Dataset records about object locations:
(begin)
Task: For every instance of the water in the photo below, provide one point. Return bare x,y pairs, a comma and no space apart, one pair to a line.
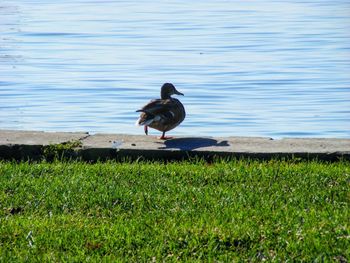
250,68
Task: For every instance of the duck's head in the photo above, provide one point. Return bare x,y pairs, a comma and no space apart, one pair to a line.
167,90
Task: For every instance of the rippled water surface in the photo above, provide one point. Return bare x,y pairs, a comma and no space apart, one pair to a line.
250,68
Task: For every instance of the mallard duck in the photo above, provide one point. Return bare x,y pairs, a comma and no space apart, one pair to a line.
162,114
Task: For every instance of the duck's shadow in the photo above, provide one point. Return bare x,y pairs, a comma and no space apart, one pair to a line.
192,143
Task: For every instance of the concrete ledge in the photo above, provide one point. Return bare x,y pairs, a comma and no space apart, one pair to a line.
28,145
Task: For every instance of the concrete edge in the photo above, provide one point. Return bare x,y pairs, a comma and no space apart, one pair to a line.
32,145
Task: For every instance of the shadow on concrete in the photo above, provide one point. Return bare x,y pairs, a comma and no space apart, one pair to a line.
189,144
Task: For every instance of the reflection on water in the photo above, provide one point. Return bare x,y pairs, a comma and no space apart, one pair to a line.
262,68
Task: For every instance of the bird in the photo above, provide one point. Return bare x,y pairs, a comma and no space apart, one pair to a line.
162,114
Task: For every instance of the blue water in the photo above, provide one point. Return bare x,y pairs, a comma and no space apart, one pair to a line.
247,68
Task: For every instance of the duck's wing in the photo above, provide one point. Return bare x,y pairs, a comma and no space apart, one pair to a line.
158,111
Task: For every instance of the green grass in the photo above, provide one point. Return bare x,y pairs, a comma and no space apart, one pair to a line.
191,211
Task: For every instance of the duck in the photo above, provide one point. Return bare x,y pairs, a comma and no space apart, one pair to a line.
162,114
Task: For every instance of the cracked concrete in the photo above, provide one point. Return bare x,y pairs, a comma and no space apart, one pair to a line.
29,145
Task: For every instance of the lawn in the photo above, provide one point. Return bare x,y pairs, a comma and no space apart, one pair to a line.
237,210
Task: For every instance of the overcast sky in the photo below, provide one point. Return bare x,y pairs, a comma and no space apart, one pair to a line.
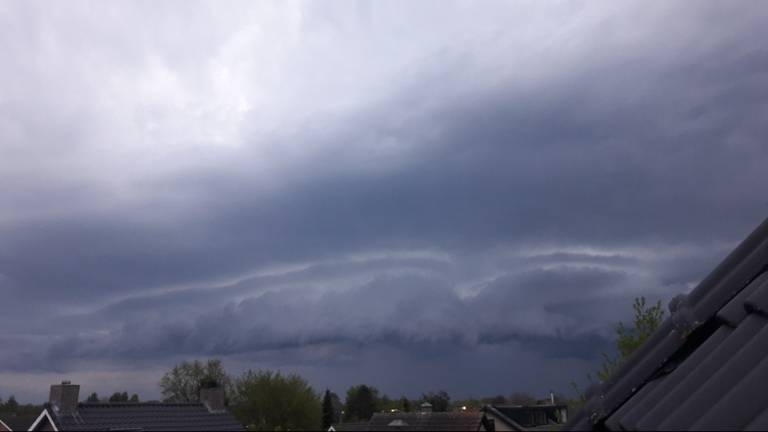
413,195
(end)
What you should do: Locate "Task: For every instance of the reflection" in the entries above. Copy, exactly and only, the lines from that line to the end, leaving out the pictures.

Solution below:
Task: For every instance of the reflection on water in the photo above, provide one point. Return bare x,y pairs, a comma and no space apart, one pair to a line.
262,68
Task: For every instance of the bird in the photo above, provide one point. Return bare x,y pairs, a comma and no space apart, one pair to a line.
162,114
Task: For every instance of the blue water in the photo above, provide one point. Return bare x,y pairs, a comma and no space apart, one pair to a line.
247,68
Task: For every instance of the duck's wing in the photo above, provide one point. Return bare x,y pairs, a comma and no space apart, one pair to a line.
158,111
Task: For every instance of the green grass in the photo above, provide one point. Return bare x,y pairs, a comma and no space apart, one pair to a line.
191,211
Task: For every instance of the duck in the photo above, provide one point. Return bare x,y pairs, a comma and no space apart, one pair to a line.
162,114
Task: For every instance of the cracked concrete in the photo above, provide one point. Return bare x,y pairs, a comma and no space apart, one pair to a line.
29,145
Task: For every instance of the lawn in the photo above, provide one point. Return bare x,y pairs, a comma and no space apart, one pair to a line.
237,210
Task: For every instance of the overcast sky in the photo below, provide one point. Return bare x,y pairs, a comma and no space apart, one pair to a line.
413,195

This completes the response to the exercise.